### Exercise objective
Return each line of the entries that mentions the word "clicks".

(Saved entries)
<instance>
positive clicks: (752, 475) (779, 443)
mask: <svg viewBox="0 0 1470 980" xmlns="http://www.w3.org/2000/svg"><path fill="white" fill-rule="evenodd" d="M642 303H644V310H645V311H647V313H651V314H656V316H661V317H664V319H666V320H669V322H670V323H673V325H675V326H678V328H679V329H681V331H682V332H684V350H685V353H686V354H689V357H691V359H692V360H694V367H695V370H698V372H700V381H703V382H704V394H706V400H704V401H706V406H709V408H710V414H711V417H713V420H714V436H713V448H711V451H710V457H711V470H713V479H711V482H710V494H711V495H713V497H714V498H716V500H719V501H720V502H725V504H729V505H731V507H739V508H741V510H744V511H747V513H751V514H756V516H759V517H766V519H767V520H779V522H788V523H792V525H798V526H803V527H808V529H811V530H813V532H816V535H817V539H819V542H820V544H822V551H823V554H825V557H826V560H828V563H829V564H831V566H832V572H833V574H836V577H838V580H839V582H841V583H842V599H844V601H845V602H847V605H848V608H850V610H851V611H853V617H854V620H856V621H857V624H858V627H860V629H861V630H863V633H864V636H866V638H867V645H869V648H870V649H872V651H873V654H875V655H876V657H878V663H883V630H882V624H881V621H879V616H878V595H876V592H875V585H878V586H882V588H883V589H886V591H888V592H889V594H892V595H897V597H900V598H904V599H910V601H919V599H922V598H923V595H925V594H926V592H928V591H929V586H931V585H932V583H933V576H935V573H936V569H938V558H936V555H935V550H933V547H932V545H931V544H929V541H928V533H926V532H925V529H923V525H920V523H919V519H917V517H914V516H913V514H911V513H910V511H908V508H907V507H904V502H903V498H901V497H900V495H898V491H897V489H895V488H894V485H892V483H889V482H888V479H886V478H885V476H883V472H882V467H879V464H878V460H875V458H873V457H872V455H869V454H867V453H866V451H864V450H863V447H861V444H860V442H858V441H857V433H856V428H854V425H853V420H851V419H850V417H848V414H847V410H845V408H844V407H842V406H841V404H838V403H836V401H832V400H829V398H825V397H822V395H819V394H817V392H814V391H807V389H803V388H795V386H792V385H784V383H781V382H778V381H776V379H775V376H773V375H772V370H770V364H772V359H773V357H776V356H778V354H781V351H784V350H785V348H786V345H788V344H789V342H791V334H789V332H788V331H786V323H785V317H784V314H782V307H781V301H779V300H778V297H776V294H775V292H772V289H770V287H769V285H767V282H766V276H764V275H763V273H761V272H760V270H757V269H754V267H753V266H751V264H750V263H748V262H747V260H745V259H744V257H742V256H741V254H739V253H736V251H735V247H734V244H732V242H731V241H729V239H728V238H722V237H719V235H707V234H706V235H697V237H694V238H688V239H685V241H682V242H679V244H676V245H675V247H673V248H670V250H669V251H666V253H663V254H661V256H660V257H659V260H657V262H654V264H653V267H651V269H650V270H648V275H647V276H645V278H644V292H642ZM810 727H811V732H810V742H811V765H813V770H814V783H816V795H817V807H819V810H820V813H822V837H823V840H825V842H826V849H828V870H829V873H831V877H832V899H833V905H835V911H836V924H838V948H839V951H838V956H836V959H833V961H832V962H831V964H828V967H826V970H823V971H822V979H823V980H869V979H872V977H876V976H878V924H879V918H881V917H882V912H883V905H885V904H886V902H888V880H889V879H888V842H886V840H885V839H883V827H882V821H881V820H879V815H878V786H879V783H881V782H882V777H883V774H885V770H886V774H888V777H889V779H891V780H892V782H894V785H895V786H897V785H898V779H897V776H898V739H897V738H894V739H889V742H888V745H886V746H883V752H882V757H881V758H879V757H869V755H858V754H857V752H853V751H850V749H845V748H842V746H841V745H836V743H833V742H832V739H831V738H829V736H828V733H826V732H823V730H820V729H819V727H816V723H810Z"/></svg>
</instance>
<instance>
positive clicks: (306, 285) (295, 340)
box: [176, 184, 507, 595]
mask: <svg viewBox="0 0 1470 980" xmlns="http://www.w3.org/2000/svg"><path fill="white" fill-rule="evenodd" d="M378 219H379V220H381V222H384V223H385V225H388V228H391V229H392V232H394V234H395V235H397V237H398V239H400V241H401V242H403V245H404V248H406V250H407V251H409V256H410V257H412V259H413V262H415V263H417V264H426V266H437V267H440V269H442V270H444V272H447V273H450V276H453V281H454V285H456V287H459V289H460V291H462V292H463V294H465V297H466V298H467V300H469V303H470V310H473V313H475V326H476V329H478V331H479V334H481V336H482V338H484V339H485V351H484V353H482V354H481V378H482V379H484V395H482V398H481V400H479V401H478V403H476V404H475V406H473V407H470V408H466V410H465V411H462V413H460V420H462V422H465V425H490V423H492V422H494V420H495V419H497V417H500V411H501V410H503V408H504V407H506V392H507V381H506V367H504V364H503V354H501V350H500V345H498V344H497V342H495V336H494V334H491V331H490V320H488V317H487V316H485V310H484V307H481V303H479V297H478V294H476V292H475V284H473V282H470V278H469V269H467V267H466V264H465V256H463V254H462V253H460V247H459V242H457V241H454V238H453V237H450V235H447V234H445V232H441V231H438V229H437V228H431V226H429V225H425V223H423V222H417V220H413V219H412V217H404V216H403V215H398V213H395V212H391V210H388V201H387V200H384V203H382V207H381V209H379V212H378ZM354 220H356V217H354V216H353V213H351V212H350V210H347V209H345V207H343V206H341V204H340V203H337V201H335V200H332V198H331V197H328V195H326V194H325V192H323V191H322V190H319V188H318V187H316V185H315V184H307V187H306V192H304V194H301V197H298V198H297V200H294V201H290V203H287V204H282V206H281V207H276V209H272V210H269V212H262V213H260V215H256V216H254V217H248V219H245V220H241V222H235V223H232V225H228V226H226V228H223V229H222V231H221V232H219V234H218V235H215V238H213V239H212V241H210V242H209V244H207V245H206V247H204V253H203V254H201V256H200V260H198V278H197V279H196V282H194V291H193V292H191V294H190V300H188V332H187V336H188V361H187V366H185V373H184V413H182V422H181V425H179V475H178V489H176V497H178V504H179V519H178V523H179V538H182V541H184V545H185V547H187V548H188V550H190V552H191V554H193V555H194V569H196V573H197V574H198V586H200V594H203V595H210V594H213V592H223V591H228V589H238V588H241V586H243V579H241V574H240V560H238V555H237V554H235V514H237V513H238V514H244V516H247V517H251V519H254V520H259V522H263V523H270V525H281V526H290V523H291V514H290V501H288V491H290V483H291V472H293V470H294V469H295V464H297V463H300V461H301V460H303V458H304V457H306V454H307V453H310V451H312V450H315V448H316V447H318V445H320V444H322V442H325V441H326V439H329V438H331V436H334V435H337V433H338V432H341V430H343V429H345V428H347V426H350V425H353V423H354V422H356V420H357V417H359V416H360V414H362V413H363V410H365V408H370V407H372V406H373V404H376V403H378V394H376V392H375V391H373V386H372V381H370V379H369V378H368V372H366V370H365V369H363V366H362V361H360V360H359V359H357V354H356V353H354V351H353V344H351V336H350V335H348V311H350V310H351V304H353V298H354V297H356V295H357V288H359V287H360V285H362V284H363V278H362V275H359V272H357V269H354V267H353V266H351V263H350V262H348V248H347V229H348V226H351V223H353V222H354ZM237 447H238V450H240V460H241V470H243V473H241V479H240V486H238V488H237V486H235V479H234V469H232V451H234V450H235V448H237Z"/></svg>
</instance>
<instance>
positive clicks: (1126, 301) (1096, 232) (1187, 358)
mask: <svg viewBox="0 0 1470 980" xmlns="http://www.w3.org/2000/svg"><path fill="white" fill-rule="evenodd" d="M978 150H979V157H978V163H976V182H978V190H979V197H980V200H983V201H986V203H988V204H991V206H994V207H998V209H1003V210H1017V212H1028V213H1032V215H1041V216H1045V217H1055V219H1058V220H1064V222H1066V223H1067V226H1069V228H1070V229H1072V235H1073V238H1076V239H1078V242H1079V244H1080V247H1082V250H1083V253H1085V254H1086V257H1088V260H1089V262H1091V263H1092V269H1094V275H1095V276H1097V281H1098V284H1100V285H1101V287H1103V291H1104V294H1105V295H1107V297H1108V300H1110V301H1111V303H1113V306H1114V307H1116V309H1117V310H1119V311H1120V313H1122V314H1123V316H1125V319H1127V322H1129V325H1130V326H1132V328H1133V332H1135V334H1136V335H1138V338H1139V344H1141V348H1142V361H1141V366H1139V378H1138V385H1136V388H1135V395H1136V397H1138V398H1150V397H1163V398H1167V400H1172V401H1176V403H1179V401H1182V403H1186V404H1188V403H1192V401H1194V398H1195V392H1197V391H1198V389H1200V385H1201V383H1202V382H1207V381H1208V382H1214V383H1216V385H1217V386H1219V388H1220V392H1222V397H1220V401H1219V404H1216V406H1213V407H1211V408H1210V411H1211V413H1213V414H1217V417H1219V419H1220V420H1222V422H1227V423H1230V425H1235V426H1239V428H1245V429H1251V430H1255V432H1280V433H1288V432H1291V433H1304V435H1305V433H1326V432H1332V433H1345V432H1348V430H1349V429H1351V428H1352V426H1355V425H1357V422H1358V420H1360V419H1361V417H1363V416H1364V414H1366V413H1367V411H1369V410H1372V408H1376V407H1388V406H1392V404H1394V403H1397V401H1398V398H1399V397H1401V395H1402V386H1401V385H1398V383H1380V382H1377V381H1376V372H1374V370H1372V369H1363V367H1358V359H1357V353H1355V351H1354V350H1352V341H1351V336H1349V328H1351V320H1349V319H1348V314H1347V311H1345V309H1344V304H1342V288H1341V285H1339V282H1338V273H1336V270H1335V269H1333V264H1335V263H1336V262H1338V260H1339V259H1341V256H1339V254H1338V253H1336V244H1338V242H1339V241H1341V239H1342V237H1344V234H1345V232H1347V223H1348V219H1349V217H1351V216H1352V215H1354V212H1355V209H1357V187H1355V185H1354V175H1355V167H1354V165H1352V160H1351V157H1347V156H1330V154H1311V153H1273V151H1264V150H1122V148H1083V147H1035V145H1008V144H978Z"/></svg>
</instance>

### Exercise solution
positive clicks: (752, 475) (779, 443)
positive clicks: (306, 285) (295, 340)
positive clicks: (1126, 301) (1096, 232) (1187, 358)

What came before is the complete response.